→ The exercise
Return the records below from the line containing "Practice step: find the shrub" onward, exactly, through and including the last line.

[Excerpts of location labeling data]
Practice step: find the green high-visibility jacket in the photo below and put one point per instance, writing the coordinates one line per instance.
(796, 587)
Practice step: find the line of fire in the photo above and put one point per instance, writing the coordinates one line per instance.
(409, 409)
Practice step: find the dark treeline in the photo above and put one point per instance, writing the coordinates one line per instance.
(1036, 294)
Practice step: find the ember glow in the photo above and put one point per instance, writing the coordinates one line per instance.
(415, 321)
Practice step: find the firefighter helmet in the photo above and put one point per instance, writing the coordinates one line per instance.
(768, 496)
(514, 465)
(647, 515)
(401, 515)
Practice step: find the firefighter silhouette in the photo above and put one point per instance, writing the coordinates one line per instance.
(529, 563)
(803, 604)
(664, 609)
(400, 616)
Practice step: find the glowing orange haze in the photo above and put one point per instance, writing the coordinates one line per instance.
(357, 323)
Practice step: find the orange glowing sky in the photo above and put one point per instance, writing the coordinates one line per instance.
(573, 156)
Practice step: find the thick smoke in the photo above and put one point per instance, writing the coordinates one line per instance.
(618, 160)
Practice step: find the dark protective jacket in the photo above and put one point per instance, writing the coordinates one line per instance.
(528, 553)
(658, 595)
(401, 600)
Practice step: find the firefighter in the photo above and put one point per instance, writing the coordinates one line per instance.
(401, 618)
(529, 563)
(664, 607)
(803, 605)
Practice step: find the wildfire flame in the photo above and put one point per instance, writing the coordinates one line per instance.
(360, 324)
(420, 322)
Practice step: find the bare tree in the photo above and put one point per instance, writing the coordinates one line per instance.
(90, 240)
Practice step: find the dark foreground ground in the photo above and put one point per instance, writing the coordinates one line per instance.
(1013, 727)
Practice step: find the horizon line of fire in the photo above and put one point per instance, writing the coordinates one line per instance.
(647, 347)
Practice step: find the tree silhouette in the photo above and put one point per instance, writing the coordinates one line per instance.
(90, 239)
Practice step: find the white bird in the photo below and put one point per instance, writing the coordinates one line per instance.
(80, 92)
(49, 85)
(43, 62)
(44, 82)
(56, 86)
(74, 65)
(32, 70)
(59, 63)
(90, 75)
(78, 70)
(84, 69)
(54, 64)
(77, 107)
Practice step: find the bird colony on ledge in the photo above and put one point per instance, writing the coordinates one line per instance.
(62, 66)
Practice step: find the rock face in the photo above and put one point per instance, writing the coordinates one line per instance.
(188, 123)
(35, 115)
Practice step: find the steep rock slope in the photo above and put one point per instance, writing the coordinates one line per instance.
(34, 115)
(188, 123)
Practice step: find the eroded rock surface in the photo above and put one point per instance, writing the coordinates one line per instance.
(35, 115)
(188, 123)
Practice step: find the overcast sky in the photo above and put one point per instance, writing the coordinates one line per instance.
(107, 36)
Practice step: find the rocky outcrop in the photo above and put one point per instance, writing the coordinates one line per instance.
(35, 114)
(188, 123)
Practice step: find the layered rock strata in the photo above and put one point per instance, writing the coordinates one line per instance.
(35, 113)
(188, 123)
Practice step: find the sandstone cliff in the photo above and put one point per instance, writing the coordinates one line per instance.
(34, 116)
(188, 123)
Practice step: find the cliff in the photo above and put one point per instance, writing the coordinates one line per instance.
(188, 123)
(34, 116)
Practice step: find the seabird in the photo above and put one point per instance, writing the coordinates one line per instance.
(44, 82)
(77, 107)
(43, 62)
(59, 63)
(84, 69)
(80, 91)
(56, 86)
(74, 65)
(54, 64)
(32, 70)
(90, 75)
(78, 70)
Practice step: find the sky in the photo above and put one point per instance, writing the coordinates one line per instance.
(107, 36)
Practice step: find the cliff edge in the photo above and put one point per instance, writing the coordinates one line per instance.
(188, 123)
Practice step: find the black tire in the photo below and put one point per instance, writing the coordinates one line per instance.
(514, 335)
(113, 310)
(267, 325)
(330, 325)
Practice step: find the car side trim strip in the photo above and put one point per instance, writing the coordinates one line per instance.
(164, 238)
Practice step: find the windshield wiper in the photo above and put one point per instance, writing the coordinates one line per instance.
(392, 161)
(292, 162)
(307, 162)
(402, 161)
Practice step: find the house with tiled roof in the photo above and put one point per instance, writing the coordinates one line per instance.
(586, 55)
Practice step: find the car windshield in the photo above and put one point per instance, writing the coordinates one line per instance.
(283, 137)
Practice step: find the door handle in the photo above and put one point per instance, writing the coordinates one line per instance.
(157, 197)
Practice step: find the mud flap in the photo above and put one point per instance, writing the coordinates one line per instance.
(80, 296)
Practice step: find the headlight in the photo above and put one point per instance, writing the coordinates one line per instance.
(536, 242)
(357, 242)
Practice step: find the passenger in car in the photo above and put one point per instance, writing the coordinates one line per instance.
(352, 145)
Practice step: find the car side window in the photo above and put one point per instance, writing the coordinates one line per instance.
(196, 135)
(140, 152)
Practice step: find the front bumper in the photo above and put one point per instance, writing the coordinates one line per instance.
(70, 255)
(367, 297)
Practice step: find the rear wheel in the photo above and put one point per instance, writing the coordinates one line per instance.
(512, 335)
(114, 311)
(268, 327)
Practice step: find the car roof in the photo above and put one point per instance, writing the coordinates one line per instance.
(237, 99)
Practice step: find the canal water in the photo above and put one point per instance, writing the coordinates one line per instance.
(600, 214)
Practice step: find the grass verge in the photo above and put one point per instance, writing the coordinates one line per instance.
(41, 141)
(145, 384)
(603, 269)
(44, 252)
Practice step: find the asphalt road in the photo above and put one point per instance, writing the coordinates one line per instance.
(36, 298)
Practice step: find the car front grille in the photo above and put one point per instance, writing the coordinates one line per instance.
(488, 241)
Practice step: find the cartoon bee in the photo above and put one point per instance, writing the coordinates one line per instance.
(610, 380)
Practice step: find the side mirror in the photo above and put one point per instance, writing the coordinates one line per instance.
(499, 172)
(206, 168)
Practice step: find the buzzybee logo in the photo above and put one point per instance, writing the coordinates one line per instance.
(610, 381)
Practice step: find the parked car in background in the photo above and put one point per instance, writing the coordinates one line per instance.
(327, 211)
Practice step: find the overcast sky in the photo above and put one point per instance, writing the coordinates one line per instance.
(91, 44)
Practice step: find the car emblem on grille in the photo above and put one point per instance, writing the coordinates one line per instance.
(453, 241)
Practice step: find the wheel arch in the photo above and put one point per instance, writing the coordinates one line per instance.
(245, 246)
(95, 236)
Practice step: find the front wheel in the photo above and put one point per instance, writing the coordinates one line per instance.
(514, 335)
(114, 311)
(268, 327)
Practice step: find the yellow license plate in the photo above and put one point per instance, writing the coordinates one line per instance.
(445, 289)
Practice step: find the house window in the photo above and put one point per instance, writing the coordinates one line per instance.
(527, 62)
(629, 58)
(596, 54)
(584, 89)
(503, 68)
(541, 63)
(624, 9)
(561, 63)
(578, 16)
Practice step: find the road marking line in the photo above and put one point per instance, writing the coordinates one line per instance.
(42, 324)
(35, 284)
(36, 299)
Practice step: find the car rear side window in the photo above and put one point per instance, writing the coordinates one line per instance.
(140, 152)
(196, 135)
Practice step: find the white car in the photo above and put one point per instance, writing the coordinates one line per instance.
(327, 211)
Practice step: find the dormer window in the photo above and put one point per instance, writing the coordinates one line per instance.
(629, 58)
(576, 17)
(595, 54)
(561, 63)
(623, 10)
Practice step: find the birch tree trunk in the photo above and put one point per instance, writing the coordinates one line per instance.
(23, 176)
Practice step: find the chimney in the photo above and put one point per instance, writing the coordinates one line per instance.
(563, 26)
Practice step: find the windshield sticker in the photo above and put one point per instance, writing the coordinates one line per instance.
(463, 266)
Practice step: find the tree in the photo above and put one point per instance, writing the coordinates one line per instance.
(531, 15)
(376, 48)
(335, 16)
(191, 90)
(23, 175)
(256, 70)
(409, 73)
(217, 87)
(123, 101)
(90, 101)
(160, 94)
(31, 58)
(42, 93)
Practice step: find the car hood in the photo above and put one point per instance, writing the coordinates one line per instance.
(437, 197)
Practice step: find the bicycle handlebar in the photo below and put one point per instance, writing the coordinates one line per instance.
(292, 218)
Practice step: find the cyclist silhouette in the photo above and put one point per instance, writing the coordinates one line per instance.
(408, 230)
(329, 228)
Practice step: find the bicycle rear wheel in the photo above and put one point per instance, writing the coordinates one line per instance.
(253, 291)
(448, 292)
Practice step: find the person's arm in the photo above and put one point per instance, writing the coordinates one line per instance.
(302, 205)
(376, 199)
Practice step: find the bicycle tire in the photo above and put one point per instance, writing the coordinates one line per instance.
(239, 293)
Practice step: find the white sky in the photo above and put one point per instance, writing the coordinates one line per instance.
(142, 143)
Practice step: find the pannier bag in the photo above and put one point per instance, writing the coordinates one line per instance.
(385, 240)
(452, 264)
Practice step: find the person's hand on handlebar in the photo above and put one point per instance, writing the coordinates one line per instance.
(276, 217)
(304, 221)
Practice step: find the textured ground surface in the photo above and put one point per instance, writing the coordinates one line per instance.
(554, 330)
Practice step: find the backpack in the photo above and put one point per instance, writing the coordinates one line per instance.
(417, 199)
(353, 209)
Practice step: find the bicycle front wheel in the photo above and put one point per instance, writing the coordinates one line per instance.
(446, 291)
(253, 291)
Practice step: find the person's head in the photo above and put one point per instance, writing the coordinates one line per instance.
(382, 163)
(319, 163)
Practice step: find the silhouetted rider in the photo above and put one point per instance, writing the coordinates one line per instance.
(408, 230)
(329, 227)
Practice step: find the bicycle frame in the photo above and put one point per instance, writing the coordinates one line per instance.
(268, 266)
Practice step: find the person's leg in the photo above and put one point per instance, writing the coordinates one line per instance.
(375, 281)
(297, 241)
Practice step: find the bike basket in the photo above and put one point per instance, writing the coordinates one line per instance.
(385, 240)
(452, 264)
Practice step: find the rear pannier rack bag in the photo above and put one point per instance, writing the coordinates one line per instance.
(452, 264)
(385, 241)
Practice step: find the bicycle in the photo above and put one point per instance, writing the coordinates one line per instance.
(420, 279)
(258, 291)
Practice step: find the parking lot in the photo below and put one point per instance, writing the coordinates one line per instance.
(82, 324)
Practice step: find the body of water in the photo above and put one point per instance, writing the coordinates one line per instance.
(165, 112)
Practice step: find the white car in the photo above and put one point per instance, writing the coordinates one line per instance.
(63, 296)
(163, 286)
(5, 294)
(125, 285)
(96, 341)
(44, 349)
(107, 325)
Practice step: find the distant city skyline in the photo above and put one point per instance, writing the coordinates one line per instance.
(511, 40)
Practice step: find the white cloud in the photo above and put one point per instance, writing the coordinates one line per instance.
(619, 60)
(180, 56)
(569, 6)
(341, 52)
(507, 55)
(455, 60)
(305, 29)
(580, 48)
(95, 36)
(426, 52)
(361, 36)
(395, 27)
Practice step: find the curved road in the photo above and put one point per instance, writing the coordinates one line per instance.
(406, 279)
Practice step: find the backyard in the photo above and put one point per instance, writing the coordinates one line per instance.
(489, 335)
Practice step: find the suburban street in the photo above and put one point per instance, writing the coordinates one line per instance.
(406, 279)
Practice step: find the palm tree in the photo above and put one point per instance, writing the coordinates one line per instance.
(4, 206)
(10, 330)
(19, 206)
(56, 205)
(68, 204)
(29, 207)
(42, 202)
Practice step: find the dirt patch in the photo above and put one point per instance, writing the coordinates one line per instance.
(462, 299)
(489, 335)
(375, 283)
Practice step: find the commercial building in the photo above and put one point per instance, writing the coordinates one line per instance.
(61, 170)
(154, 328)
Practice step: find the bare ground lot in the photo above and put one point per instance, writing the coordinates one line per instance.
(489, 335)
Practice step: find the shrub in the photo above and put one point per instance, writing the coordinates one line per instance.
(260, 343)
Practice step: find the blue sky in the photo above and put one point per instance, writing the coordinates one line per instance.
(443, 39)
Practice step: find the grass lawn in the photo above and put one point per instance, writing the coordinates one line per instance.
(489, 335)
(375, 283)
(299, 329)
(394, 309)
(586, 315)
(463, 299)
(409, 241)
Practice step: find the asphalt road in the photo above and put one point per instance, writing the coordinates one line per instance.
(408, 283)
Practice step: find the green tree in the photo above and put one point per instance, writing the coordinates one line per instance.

→ Task solution
Practice step: find the shrub in the photo above and put one point per instance, writing the coordinates one line per instance.
(260, 343)
Practice step: find the blue sky in the photo above and put one point per instance, writing the coordinates one line per instance.
(443, 39)
Practice step: find the grass lawn in the photo above and put one point per instance, writing the coordinates one line per instance.
(489, 335)
(375, 283)
(299, 329)
(394, 309)
(586, 315)
(463, 299)
(409, 241)
Practice step: find the asphalt road in the photo above and put one point per instance, writing the coordinates one line per instance.
(408, 283)
Practice step: find the green tree in the photo above and put one point per instance, writing the coordinates one line per instance.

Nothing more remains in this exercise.